Aim of the exercise ->
List every line below that contains the word "cheese", matching its case exactly.

Supplied entries ->
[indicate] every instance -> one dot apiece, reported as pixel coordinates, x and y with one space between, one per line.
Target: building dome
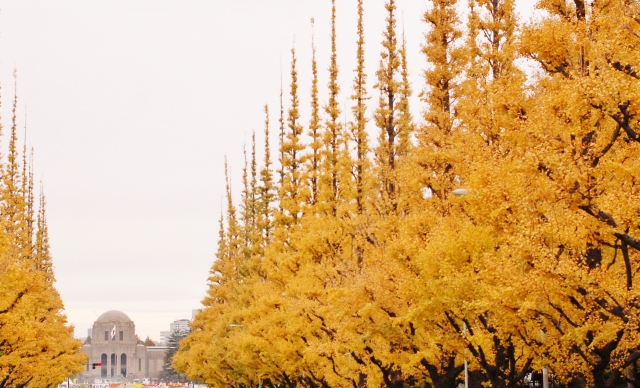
113 316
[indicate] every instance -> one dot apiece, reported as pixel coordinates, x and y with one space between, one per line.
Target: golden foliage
37 348
389 276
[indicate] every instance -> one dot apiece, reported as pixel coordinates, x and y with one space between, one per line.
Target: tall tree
358 127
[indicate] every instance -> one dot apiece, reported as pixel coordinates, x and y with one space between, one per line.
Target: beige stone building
114 345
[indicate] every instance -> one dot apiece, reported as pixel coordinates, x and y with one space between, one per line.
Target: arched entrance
123 365
114 360
103 368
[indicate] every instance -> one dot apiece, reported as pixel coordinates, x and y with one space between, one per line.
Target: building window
103 370
123 364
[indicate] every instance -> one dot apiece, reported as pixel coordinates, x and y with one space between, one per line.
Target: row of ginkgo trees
502 229
37 348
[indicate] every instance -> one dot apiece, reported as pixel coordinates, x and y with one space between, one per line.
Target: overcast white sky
132 106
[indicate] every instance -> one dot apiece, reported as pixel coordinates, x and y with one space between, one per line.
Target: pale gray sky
132 106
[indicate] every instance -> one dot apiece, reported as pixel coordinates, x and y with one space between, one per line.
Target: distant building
164 336
114 345
180 324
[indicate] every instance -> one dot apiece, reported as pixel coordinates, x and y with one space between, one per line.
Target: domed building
114 344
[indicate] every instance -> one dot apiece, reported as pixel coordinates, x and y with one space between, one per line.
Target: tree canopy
501 227
37 348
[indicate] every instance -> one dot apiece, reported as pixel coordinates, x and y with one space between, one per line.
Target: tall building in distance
114 344
180 324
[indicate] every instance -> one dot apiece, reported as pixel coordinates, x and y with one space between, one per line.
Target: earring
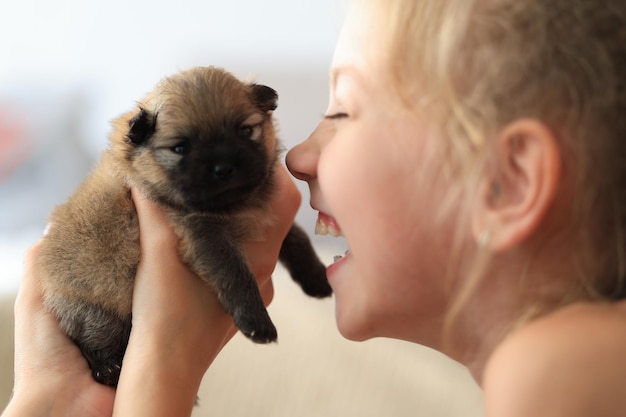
484 239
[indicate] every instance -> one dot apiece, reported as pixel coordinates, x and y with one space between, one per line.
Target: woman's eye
336 116
181 148
250 132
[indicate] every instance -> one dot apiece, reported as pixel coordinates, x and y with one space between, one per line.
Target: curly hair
487 63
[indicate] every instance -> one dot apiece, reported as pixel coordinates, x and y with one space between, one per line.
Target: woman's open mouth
327 225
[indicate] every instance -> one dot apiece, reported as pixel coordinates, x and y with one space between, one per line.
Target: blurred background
67 67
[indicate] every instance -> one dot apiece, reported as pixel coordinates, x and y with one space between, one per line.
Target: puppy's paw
256 326
107 374
105 368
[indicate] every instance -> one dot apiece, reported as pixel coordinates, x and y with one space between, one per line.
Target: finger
284 204
29 297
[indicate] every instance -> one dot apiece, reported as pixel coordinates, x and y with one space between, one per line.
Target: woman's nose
302 160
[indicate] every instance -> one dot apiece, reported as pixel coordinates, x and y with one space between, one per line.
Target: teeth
323 229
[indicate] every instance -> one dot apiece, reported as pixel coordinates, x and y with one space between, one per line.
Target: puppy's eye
252 132
181 148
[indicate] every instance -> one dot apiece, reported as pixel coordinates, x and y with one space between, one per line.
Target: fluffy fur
203 146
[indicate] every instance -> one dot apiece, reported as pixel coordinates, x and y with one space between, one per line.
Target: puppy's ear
265 97
141 127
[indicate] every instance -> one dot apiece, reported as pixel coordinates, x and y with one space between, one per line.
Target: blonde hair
490 62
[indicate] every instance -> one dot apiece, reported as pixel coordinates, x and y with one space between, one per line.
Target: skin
373 172
52 378
371 167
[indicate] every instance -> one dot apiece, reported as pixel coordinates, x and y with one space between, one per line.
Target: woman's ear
520 185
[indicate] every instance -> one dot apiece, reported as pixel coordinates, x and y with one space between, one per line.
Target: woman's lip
327 225
331 269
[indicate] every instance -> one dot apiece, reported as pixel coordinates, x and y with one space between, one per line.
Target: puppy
202 146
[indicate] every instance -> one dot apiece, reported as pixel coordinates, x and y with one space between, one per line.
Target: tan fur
214 189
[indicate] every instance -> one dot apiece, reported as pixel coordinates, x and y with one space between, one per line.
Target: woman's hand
51 376
179 326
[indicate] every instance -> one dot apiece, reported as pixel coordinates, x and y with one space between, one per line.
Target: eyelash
336 116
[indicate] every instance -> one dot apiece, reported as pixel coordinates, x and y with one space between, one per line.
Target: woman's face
373 169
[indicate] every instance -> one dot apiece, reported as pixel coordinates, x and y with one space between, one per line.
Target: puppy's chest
246 226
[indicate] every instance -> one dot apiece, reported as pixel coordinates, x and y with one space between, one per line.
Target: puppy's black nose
223 172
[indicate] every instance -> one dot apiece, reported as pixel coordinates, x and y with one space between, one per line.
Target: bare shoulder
569 363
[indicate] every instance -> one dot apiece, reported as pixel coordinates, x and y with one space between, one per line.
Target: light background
67 67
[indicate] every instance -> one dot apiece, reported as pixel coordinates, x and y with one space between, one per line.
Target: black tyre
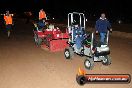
81 80
107 60
37 40
68 53
89 63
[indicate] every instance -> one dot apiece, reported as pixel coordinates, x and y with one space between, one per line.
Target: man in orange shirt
8 22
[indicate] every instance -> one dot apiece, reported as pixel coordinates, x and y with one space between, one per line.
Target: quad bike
83 43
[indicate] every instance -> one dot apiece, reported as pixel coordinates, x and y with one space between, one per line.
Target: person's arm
109 26
96 26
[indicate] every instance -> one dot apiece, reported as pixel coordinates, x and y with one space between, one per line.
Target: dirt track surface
23 65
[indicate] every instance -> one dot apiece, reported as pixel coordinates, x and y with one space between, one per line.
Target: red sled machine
50 37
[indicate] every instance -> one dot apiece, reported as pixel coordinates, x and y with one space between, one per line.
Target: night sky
113 8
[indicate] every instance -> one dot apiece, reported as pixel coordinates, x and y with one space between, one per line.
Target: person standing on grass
8 22
102 27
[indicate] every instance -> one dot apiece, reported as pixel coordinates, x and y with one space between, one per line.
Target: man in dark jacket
102 26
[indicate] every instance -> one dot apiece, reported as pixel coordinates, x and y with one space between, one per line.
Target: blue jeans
102 38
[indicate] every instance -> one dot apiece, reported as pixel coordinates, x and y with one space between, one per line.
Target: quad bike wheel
106 60
37 40
68 53
81 80
89 63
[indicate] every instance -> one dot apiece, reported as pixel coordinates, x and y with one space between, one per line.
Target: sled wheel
37 40
106 60
89 63
81 80
68 53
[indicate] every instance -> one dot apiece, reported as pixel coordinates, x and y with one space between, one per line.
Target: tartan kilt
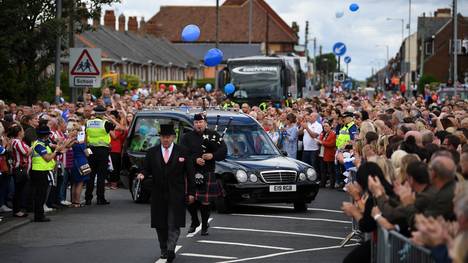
210 190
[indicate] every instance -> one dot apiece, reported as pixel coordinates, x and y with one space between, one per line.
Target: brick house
267 25
435 36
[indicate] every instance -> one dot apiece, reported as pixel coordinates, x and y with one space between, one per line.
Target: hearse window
247 141
146 133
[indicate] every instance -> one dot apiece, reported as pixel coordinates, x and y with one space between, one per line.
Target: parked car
254 171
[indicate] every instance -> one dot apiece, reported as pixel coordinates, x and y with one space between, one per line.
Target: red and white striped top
19 150
57 136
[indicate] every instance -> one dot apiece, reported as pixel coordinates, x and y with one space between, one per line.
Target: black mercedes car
255 170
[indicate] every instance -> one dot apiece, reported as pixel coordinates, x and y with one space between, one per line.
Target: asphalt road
120 233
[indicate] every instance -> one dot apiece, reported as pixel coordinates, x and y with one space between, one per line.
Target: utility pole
409 40
306 41
455 47
58 49
267 36
217 23
250 21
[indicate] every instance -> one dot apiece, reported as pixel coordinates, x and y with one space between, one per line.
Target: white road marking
243 244
285 253
205 256
197 230
278 232
309 209
164 260
296 218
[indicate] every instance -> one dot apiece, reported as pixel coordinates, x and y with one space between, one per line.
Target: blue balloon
208 87
213 57
229 88
190 33
354 7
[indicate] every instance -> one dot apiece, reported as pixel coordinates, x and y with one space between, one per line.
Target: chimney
109 19
132 24
443 12
122 23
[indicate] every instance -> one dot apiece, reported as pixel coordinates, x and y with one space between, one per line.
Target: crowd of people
403 160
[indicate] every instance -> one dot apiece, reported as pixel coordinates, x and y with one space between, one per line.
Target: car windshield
244 141
256 82
146 133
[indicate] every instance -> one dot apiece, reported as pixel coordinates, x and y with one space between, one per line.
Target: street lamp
386 46
402 26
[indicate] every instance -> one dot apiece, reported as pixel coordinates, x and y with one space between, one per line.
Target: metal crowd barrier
392 247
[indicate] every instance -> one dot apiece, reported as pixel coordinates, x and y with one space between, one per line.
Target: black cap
99 109
199 117
43 129
167 129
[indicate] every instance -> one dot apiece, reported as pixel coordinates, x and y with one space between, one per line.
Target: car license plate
283 188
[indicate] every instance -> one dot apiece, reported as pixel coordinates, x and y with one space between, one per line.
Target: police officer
205 148
348 132
98 141
43 165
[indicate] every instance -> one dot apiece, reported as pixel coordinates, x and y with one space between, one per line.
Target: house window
429 48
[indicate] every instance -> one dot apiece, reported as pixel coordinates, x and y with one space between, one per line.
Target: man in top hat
173 184
98 140
205 148
43 165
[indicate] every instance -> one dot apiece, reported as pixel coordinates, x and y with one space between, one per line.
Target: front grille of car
279 176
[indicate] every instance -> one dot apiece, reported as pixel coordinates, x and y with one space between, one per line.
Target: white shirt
170 150
310 144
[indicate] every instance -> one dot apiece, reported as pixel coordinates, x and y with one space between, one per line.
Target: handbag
21 174
85 169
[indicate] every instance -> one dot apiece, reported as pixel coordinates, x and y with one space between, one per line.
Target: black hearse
254 170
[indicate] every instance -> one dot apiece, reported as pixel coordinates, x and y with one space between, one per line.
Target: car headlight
311 174
241 176
302 177
253 178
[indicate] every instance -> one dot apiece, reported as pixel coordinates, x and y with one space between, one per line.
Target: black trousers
39 185
328 172
19 192
99 162
116 163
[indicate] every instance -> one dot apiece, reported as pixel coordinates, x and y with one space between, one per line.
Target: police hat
199 117
43 129
99 109
167 129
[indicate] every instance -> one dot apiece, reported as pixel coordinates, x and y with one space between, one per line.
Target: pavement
120 232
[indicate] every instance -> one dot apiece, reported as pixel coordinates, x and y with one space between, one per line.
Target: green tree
327 63
29 29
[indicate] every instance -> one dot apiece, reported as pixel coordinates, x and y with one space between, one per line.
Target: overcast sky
361 31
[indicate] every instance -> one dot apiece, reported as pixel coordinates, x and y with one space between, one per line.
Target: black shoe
43 219
103 202
193 228
170 256
163 254
204 231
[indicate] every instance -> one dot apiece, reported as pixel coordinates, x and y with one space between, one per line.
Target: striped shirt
58 136
19 150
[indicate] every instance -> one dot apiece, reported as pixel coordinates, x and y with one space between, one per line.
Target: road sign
348 84
85 67
339 49
338 76
347 59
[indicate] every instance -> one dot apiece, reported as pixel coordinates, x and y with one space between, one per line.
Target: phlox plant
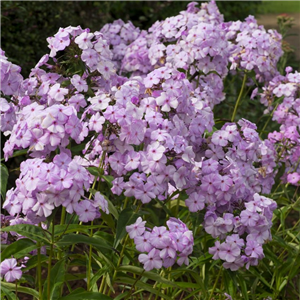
140 172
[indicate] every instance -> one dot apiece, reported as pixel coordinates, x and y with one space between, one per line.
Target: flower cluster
43 186
163 247
10 77
253 48
43 129
151 130
242 233
9 270
284 90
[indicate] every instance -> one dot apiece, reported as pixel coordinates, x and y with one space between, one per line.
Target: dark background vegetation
25 25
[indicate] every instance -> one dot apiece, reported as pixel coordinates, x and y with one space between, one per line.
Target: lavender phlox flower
136 229
9 270
151 260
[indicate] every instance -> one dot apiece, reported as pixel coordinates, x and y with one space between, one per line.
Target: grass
280 6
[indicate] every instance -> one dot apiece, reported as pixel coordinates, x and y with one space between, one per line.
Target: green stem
16 289
214 287
130 292
89 262
39 271
271 115
50 263
102 284
239 98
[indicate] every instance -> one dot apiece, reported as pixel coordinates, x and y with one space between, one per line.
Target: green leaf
142 285
69 228
33 232
7 293
3 180
94 171
18 249
126 217
17 153
21 289
56 276
83 295
71 239
150 275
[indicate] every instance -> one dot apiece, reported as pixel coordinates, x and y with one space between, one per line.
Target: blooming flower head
9 269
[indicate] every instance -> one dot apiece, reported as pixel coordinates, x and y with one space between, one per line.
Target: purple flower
136 229
9 269
229 251
151 260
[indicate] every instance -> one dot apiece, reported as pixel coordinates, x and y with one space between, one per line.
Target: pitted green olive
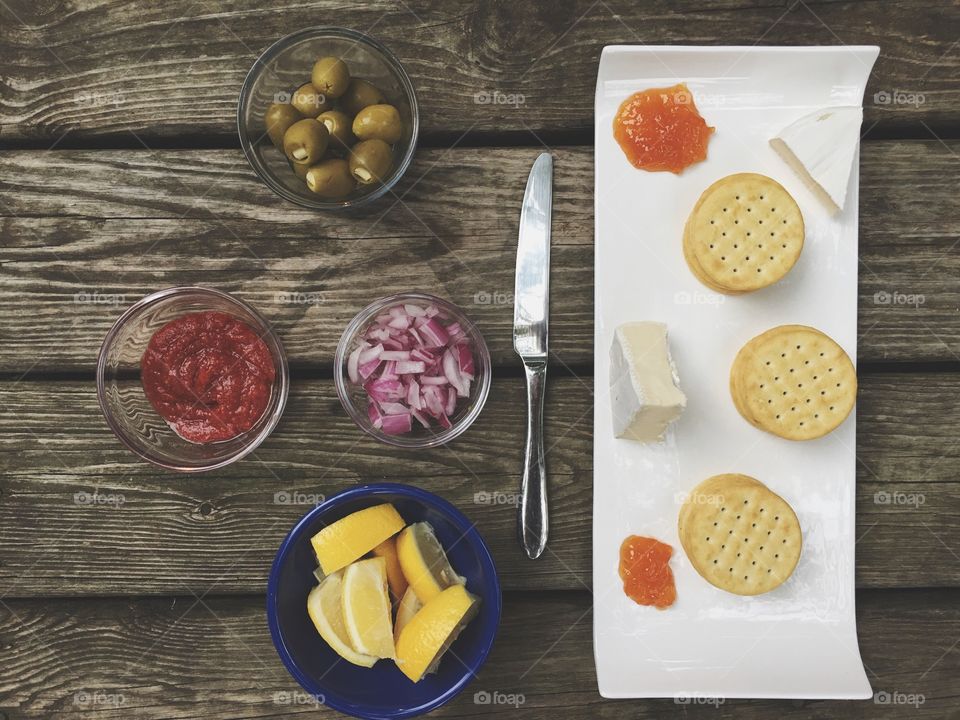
331 178
305 142
378 122
338 125
278 118
371 161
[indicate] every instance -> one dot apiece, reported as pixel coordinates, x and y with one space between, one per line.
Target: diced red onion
353 364
421 418
369 354
389 370
368 369
410 367
465 361
452 372
394 408
414 362
413 395
434 334
376 418
395 355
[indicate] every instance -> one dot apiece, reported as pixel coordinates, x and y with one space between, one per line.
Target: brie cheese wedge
644 393
821 149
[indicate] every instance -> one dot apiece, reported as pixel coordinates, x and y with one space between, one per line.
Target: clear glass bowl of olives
328 118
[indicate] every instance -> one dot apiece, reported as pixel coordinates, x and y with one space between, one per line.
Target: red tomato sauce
208 375
660 129
645 571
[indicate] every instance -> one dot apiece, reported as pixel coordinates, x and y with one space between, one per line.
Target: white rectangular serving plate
800 640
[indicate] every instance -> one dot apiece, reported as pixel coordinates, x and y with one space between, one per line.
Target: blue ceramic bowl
381 691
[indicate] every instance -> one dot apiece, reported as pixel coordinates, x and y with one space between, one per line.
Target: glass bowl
285 66
381 691
354 397
125 405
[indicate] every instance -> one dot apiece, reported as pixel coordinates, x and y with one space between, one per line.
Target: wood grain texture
179 658
131 222
79 515
92 68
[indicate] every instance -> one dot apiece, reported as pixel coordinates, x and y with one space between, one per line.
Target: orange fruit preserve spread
645 571
660 129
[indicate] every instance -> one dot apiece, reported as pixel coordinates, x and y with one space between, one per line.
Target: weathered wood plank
79 515
95 68
163 658
127 223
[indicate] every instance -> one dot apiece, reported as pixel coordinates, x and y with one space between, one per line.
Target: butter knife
530 316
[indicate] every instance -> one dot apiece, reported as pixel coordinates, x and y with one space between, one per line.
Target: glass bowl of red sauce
412 370
192 379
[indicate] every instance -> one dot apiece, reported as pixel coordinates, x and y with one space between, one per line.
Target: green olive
381 122
330 76
331 178
310 101
338 125
359 95
300 170
370 161
305 142
278 118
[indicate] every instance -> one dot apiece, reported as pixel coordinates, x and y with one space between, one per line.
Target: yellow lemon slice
424 562
324 608
409 606
366 608
431 631
352 537
395 579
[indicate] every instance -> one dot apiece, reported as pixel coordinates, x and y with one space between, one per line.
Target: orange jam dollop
645 571
660 129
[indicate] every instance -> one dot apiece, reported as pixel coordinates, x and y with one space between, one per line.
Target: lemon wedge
409 606
324 608
424 562
366 608
395 579
352 537
428 635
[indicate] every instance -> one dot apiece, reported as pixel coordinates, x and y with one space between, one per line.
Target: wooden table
120 174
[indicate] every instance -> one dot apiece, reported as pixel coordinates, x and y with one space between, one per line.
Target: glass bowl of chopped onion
412 370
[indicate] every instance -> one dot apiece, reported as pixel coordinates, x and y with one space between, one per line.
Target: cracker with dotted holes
745 233
793 381
739 535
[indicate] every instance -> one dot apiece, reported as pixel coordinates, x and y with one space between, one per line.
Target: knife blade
530 324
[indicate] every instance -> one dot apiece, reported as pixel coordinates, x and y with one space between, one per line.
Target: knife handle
533 520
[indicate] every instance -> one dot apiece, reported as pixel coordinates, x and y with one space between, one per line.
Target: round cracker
745 233
793 381
739 535
697 271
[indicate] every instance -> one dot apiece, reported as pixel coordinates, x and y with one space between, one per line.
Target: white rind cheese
821 148
644 393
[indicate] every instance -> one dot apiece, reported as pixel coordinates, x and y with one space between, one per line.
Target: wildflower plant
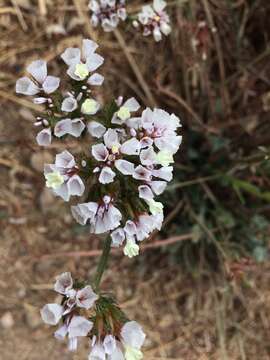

Result of the exercise ->
Target: brie cheese wedge
Target: white rind cheese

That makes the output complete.